### Source records ###

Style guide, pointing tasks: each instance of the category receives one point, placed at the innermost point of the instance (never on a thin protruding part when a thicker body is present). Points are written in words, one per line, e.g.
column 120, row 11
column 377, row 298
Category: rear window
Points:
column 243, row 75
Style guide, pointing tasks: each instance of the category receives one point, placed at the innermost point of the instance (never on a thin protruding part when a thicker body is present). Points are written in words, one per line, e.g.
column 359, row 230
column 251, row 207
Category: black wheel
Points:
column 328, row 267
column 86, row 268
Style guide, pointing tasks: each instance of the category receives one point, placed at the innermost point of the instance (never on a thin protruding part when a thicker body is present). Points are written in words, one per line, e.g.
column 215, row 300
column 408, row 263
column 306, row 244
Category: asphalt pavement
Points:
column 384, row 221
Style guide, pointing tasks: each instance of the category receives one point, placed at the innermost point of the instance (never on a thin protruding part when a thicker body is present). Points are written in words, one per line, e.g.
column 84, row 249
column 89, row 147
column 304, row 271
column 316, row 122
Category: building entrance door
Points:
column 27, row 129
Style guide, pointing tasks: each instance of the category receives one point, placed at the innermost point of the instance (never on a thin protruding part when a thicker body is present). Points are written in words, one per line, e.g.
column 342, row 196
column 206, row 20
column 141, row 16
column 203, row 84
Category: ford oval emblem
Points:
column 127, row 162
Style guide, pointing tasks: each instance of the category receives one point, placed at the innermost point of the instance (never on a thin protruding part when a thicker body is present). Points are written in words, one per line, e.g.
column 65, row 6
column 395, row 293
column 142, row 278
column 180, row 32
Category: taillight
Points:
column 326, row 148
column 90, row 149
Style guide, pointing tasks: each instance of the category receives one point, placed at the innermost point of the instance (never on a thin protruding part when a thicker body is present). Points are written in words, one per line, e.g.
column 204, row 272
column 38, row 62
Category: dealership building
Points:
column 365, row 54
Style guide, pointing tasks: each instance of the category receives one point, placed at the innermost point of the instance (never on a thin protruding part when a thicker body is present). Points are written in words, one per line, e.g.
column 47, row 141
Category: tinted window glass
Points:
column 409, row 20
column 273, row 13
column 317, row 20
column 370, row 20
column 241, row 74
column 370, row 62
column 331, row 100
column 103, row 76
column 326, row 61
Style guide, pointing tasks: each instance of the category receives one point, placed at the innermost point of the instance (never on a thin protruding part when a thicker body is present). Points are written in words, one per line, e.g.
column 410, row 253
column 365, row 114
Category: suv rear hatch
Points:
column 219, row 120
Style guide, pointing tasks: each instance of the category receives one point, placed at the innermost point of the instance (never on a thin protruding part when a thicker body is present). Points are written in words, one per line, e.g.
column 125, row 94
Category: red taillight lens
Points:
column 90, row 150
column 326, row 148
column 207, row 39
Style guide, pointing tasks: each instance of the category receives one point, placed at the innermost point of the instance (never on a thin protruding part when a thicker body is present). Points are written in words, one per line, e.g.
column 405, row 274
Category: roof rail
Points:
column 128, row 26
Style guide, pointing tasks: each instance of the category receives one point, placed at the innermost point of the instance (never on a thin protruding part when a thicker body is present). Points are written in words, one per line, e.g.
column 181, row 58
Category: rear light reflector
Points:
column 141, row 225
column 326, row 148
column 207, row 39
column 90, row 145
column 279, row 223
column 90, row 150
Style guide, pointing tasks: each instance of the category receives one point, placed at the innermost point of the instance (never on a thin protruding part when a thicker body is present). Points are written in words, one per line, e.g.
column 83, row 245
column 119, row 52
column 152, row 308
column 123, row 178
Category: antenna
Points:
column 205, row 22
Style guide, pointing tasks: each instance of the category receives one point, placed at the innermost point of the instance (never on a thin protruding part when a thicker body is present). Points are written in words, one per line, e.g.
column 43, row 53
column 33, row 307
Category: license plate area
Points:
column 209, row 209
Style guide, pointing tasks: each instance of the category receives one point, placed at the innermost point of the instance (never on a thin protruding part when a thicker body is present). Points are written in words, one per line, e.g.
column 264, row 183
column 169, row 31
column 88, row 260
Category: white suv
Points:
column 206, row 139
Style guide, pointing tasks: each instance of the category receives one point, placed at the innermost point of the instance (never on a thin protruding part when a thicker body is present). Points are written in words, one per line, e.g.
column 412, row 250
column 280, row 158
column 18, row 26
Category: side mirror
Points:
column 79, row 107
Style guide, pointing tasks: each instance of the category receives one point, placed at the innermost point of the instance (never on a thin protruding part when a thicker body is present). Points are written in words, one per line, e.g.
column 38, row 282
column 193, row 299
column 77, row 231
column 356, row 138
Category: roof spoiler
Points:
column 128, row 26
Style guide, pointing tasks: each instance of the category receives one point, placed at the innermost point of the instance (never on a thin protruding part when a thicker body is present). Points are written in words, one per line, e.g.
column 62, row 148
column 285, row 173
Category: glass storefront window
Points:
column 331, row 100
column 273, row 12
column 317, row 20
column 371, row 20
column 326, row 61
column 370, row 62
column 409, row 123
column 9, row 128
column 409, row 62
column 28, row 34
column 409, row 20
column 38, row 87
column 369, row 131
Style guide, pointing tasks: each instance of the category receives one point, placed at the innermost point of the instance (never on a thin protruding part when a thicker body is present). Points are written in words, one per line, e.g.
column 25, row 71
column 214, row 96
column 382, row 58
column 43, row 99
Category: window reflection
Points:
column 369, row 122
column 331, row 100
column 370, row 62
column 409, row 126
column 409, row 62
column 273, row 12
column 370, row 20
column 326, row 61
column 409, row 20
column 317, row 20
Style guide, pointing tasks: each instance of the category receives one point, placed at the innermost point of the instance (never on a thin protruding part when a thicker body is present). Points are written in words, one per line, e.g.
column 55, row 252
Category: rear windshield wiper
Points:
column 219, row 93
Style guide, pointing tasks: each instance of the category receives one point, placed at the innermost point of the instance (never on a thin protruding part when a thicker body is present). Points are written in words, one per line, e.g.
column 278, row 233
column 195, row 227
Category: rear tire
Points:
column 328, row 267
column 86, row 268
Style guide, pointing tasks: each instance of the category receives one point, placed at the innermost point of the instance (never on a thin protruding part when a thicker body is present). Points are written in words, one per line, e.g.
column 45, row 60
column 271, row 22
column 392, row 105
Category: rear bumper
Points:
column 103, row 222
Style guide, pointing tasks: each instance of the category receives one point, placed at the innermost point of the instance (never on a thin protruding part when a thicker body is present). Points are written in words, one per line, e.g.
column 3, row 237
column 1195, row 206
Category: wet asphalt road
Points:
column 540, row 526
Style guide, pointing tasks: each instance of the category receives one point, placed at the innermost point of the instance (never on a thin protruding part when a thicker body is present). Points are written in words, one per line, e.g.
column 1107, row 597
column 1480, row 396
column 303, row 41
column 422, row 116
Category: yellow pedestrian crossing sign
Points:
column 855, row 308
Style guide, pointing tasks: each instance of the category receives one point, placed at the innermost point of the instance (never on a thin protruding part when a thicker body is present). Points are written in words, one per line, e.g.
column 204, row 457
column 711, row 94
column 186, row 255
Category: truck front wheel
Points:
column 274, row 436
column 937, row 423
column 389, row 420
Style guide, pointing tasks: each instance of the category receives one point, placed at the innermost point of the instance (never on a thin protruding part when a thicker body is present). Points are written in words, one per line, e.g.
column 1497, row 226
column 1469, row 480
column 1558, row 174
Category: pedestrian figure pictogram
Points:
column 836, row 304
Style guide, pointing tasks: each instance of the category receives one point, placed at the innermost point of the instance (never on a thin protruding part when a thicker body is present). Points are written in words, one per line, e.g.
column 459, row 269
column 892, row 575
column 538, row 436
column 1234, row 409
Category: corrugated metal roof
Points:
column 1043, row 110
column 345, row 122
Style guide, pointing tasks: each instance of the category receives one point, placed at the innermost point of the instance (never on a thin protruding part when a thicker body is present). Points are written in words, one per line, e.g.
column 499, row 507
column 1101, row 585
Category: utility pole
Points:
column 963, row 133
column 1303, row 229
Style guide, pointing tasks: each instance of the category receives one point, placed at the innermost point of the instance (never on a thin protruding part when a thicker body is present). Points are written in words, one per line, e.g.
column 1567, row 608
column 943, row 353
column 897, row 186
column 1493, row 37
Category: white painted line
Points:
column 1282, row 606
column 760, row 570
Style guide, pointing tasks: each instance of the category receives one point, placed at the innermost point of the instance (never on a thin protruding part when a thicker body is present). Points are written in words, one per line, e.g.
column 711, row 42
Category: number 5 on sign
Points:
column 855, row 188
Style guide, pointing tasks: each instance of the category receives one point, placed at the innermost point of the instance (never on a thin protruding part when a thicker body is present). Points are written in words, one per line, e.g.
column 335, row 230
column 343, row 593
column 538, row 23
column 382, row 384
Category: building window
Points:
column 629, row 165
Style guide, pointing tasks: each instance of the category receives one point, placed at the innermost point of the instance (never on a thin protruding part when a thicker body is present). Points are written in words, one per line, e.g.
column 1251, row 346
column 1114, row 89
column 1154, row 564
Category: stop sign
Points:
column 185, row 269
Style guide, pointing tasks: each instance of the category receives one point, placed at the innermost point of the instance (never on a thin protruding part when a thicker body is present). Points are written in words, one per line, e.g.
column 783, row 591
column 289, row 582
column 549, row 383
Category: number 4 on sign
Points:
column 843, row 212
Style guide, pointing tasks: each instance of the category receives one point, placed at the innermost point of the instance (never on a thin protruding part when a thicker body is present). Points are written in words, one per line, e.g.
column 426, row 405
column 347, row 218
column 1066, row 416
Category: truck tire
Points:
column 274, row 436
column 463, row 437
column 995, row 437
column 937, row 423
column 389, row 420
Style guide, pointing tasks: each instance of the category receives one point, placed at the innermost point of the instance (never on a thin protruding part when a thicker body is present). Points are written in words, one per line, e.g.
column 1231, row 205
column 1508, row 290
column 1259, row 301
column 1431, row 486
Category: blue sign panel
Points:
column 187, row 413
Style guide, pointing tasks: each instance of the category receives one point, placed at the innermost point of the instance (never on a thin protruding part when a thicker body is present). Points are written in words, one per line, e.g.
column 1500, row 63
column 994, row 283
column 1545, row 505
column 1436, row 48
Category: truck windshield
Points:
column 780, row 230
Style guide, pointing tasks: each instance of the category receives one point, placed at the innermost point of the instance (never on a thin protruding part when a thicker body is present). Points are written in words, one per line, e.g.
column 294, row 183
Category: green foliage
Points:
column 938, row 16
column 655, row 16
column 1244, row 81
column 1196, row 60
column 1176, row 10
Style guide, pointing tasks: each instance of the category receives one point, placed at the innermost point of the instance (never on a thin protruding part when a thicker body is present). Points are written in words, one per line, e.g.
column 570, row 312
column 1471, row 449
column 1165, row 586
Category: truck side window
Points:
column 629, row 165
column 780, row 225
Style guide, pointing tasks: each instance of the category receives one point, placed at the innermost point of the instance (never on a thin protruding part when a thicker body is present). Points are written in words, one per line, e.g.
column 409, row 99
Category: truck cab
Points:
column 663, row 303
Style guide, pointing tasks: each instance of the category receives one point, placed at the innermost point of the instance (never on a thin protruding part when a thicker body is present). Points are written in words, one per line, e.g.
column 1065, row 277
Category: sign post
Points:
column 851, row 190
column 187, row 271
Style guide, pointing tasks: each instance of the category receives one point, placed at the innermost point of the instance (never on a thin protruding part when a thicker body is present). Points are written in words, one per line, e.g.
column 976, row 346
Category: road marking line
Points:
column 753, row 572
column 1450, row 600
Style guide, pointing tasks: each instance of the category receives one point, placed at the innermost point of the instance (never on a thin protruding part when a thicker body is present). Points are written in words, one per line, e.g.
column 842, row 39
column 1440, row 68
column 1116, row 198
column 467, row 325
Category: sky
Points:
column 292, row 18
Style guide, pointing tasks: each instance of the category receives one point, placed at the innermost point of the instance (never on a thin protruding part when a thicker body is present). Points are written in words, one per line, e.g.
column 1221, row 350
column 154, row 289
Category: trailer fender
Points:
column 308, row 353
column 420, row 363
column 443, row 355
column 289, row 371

###

Required work:
Lines with "wheel": find them in the data and copy each one.

The completed task:
Category: black wheel
Category: truck front wheel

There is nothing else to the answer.